▸ MATERIAL PROVIDED:
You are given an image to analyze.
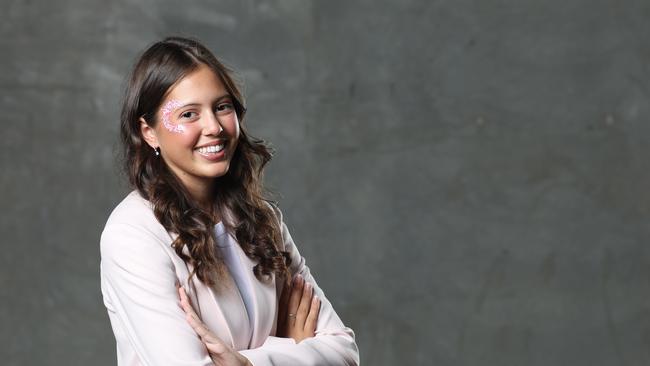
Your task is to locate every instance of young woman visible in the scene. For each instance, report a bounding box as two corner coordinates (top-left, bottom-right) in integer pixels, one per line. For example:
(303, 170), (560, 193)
(100, 38), (359, 366)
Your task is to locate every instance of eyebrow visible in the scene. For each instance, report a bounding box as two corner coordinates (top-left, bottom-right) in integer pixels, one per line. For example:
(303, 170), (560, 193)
(174, 94), (233, 110)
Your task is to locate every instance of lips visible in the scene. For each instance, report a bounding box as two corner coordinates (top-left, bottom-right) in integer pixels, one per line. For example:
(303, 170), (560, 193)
(194, 140), (228, 161)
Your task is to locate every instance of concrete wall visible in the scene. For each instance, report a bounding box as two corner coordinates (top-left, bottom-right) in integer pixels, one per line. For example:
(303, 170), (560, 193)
(0, 0), (650, 366)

▸ DO THIS: Convert every line of the records above into a JSON list of strings, one string per line, skipping blank lines and leaving out the pictures.

▸ ANSWER TO THE PROBLEM:
[
  "You are given an image to analyze.",
  "Your task is to locate every instance of young woman visible in the scene. For each instance, report a bounding box as two corner coordinates (top-left, bottom-right) in integer pixels, one per line. For example:",
  "(303, 170), (560, 193)",
  "(100, 38), (359, 366)",
  "Your task is to locate every instance of eyebrow visible in the scene. For each instance, report a bounding box as two corner coordinates (top-left, bottom-right) in integer pixels, one per line. For example:",
  "(303, 170), (560, 193)",
  "(174, 94), (233, 110)",
  "Your task is to locate every instance of lips visible in the scene. For each instance, report a bounding box as two corner coordinates (top-left, bottom-right) in integer pixels, one per line. For example:",
  "(303, 170), (560, 193)",
  "(194, 140), (228, 161)",
  "Your task is to locate every instance of concrete wall visible in the scene. For each instance, report a bounding box as two corner coordinates (top-left, bottom-right) in integer pixels, one per line. For example:",
  "(303, 170), (560, 193)",
  "(0, 0), (650, 366)"
]